Major League Baseball
Marlins not so young as spring training begins
Major League Baseball

Marlins not so young as spring training begins

Published Feb. 19, 2010 8:31 p.m. ET

Those perennially youthful Florida Marlins are starting to show a little age.

Five members of the Marlins' talented rookie class of 2006 are back for the start of another spring training, lending a rare sense of continuity to a franchise known for constant roster turnover. The group includes ace Josh Johnson, NL batting champion Hanley Ramirez and slugging second baseman Dan Uggla.

Johnson will be part of the first workout for pitchers and catchers Saturday in Jupiter, Fla. Ramirez, Uggla and other position players are scheduled to report Tuesday.

``We have some older guys now,'' president of baseball operations Larry Beinfest said. ``It's weird to say that, but they've been here coming up on their fifth year. We take a lot of pride in our homegrown players. It has been fun to watch them grow up together.''


Johnson and his classmates are still twenty-somethings, but by the Marlins' standards, they're wily old veterans. Fifth-year major leaguers tend to be too pricey for Florida's tight budget, but after the players' union complained about the small payroll, the Marlins signed Johnson last month to a $39 million, four-year contract. And when trade talks involving Uggla failed to produce a deal, Florida gave him a $7.8 million, one-year contract.

Also back for a fifth season with the Marlins are right-handers Ricky Nolasco and Anibal Sanchez.

``We're very thankful the Marlins made this happen, because we love each other, we love this team and we want to win,'' Uggla said. ``With us staying together, we have a chance.''

The Marlins return largely intact after winning 87 games last year and finishing only six games behind league champion Philadelphia in the NL East. The biggest loss was first baseman Nick Johnson, who played 35 games for Florida after being acquired at midseason.

However, the Marlins also made no major additions, and there will be plenty of sorting out to do in spring training. First base, three-fifths of the rotation spots and most of the bullpen jobs are unclaimed. The Marlins must also hope young Cameron Maybin is ready to win the center field job after flopping when given a shot a year ago.
+-------+
▸ Tasks to perform
• a. Decide whether each statement below agrees with the article on the Marlins' spring training. Answer yes or no for each, quoting the exact words that settle it: (i) Josh Johnson signed a four-year contract worth $39 million; (ii) position players were scheduled to report on Saturday; (iii) the Marlins finished six games behind Philadelphia in the NL East.
• b. Write the next paragraph of the article on the Marlins' spring training, beginning after its final sentence.

(Dataset excerpt)
+-------+
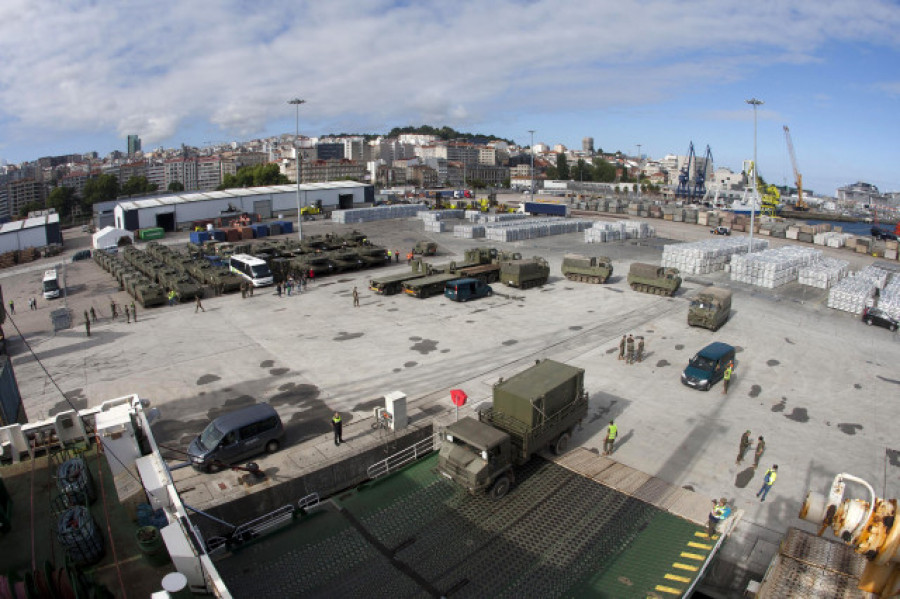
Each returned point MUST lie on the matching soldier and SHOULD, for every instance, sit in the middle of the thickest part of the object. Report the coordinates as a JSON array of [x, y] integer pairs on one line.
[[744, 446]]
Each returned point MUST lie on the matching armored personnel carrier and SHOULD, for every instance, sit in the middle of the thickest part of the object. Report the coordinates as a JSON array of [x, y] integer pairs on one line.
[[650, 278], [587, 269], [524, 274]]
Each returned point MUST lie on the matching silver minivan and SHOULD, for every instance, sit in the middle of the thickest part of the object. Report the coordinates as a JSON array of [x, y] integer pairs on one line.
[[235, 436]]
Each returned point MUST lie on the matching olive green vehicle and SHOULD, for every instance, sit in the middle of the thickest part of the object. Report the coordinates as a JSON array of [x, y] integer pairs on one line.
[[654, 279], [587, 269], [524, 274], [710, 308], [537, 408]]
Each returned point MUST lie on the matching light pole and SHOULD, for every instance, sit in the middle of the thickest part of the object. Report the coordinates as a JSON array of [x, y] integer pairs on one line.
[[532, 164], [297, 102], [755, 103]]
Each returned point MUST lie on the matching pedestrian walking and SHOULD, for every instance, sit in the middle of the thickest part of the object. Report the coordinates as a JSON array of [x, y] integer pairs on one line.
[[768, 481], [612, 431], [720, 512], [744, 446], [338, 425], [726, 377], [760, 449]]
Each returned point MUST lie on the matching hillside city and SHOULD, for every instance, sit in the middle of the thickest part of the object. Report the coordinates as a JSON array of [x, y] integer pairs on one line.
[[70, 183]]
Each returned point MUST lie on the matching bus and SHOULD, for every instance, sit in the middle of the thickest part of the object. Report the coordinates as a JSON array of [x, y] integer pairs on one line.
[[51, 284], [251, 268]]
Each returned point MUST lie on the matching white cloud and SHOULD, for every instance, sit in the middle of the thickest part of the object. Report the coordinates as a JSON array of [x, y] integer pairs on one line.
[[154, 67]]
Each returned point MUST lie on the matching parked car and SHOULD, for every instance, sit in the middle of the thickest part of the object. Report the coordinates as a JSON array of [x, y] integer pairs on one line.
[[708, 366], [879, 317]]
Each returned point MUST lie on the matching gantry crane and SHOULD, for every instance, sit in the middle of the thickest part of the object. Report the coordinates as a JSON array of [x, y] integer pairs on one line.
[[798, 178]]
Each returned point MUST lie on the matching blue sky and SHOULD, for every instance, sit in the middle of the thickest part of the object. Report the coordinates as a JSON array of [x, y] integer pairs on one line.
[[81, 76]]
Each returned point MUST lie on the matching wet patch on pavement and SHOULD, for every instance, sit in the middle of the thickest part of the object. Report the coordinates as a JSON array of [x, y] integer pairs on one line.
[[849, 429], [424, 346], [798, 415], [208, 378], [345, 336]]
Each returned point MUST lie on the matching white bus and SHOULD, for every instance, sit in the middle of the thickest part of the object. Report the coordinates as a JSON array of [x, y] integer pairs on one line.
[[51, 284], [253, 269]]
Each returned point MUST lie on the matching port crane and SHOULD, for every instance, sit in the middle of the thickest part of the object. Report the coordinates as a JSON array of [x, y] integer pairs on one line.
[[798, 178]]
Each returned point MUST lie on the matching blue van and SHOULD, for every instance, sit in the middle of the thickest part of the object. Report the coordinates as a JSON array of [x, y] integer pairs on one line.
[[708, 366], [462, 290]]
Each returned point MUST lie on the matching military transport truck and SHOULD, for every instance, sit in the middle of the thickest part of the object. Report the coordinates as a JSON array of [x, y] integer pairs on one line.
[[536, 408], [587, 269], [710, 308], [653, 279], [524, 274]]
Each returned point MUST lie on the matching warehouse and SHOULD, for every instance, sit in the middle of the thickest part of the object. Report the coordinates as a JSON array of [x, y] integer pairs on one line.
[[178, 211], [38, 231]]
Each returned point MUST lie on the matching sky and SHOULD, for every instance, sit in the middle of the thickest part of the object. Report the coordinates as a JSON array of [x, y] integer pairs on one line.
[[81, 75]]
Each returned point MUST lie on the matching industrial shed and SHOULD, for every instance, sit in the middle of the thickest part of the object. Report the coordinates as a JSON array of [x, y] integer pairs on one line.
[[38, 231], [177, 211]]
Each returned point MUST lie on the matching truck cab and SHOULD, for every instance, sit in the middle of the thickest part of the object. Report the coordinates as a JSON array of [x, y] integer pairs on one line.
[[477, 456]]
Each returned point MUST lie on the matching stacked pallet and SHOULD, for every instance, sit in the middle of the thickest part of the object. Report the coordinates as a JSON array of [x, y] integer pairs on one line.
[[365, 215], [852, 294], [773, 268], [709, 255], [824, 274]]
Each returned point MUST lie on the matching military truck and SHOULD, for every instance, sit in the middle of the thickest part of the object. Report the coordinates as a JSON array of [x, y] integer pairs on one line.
+-------+
▸ Answers for the tasks
• a.
(i) Yes: "the Marlins signed Johnson last month to a $39 million, four-year contract"
(ii) No: "Ramirez, Uggla and other position players are scheduled to report Tuesday."
(iii) Yes: "finishing only six games behind league champion Philadelphia in the NL East"

• b.
Still, optimism is high, as always at the start of spring training.

``We like our players,'' Beinfest said. ``We scored a ton of runs last year. If the pitching picks it up a little bit, we're going to be fine.''

Team president David Samson has set the bar high regarding expectations by saying the Marlins should make the playoffs. That puts some heat on fourth-year manager Fredi Gonzalez, and his first priority in spring training will be to sort out the rotation.

The Marlins are set on opening day with Josh Johnson, who made the All-Star team for the first time last year and had a career-best record of 15-5. Their No. 2 starter is Nolasco, 28-17 the past two seasons.

Candidates for the other jobs include right-handers Sanchez, Chris Volstad, Rick VandenHurk and Hayden Penn, and left-handers Andrew Miller and Sean West.

``It can breed healthy competition, which can be a good thing,'' Beinfest said. ``We feel like we have enough viable candidates that it can be a good situation.''

Leo Nunez, who tied for second in the NL with seven blown saves, is the incumbent closer, but there will be a scramble for other bullpen roles. Helping to sort out the relievers and rotation will be new pitching coach Randy St. Claire.

Contenders at first base are prospects Gaby Sanchez and Logan Morrison, while the 22-year-old Maybin gets another shot in center. He was demoted to Triple-A last May after batting only .202 in 26 games.

``It's his job to lose,'' Beinfest said.

Florida is set in the leadoff spot with NL rookie of the year Chris Coghlan, who will again play left field. Uggla, third baseman Jorge Cantu and right fielder Cody Ross - another fifth-year Marlin - give the team three potential 30-homer hitters.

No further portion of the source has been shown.